_REQUIREMENTS_
Please pull out every line of the data below that contains the string "flower", and copy each of those lines unchanged.
+--
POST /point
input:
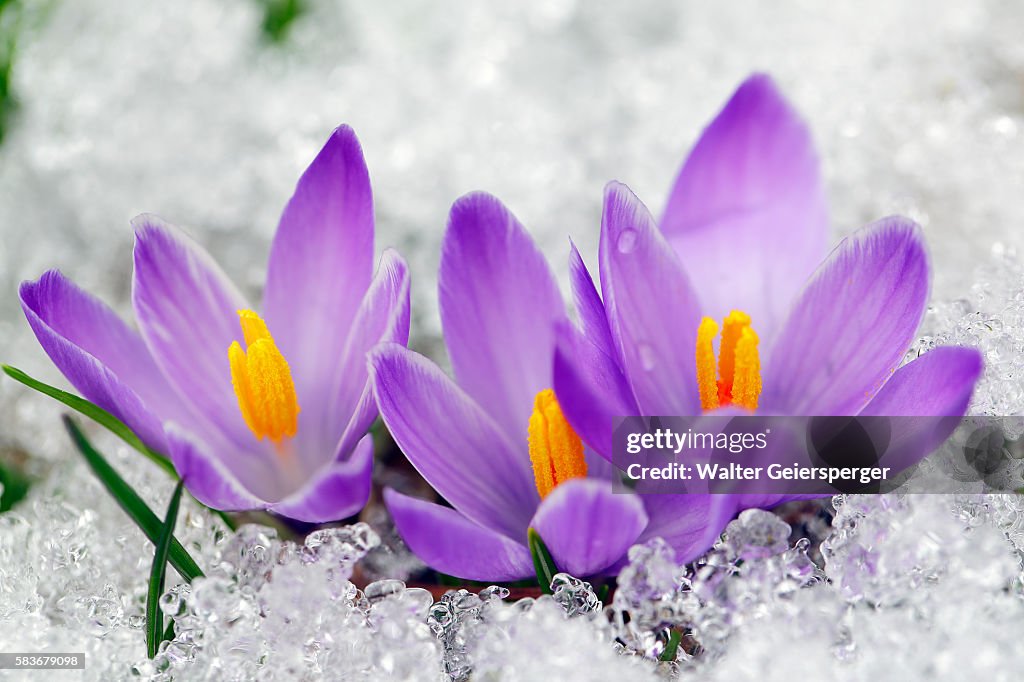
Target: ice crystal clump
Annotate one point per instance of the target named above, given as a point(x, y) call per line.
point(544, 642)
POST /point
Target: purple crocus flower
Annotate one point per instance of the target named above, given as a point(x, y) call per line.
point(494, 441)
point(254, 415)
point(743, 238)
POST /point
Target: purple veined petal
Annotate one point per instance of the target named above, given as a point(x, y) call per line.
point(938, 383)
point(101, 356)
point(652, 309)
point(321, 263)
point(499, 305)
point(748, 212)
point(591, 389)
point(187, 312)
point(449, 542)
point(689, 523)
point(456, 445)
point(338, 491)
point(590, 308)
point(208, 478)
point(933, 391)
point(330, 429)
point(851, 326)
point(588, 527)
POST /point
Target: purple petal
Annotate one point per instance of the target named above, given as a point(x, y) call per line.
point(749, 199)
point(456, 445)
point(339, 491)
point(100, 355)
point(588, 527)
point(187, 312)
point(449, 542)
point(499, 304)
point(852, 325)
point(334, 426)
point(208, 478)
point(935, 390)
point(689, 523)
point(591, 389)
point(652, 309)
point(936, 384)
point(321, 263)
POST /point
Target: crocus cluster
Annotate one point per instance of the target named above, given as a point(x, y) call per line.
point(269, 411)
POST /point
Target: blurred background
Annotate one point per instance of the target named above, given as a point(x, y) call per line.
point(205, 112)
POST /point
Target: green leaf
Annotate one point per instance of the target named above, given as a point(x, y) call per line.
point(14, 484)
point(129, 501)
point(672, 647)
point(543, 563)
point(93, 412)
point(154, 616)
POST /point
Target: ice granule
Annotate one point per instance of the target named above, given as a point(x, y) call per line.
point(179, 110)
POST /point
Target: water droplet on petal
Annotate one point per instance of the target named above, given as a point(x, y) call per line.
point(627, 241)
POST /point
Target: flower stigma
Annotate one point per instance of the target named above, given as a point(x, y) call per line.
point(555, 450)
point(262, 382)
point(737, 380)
+--
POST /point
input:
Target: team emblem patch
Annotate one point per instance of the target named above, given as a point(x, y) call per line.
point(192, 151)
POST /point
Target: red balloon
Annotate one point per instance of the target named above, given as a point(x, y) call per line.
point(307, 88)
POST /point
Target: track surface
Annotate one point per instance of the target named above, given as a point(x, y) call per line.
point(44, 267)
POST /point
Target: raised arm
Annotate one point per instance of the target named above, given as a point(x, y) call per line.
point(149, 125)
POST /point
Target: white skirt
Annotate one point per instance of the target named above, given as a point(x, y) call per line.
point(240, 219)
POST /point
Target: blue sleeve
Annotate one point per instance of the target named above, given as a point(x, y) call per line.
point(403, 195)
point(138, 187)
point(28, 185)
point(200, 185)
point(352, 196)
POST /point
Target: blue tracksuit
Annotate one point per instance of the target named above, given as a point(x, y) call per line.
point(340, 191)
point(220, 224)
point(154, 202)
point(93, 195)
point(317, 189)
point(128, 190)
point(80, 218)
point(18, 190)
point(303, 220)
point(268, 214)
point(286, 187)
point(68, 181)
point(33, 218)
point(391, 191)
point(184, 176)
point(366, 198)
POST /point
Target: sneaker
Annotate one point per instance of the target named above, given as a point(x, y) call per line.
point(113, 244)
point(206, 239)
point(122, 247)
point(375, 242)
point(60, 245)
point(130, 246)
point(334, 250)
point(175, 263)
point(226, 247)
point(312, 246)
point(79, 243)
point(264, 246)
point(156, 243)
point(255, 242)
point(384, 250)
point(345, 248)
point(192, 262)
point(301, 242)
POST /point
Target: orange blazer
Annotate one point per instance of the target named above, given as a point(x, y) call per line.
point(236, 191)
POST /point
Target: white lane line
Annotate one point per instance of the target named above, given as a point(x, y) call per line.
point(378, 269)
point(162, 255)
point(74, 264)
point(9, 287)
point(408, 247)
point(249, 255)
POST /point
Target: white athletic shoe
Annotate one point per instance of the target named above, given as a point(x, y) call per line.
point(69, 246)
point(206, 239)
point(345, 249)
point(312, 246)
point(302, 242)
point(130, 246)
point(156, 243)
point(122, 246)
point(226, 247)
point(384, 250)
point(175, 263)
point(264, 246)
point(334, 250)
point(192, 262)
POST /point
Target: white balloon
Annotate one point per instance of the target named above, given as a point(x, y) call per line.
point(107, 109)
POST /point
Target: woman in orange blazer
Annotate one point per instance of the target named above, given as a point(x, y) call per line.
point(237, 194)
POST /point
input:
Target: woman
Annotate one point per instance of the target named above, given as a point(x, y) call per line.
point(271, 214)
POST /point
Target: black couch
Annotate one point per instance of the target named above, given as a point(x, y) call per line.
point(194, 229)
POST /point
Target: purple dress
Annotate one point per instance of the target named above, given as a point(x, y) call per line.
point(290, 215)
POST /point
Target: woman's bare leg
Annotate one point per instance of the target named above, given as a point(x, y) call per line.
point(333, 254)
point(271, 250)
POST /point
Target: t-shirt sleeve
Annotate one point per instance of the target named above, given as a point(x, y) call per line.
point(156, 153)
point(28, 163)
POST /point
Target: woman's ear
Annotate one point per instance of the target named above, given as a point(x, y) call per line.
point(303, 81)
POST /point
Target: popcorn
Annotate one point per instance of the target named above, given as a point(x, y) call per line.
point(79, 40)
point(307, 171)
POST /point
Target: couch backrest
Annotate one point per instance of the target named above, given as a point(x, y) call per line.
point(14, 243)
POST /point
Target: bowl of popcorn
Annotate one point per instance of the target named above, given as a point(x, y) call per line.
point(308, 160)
+--
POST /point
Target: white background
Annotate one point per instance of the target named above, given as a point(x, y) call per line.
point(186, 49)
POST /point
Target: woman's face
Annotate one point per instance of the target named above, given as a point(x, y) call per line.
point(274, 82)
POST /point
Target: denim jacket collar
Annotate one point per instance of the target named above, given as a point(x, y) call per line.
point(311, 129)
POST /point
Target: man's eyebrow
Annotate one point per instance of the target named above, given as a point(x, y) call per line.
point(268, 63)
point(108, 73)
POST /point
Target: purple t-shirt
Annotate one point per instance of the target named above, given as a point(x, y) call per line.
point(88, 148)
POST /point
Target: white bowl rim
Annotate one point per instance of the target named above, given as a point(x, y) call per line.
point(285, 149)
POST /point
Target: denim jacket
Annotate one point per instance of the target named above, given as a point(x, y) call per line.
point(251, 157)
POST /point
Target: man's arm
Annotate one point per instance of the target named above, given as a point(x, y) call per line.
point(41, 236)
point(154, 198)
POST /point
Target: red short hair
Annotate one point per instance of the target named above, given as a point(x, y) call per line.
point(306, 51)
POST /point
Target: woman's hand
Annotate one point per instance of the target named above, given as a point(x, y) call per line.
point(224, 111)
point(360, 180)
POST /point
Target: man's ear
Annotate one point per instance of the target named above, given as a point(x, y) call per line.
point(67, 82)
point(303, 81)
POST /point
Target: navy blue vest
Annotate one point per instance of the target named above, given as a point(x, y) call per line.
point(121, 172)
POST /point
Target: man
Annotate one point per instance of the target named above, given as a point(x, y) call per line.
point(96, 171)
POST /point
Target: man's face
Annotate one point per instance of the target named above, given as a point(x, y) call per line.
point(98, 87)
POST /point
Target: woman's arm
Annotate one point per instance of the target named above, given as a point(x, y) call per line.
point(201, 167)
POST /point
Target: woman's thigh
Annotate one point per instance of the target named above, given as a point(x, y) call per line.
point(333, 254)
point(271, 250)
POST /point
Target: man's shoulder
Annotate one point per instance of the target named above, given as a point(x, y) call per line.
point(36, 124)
+--
_IN RESPONSE_
Target: purple crocus flower
Target: flower stigma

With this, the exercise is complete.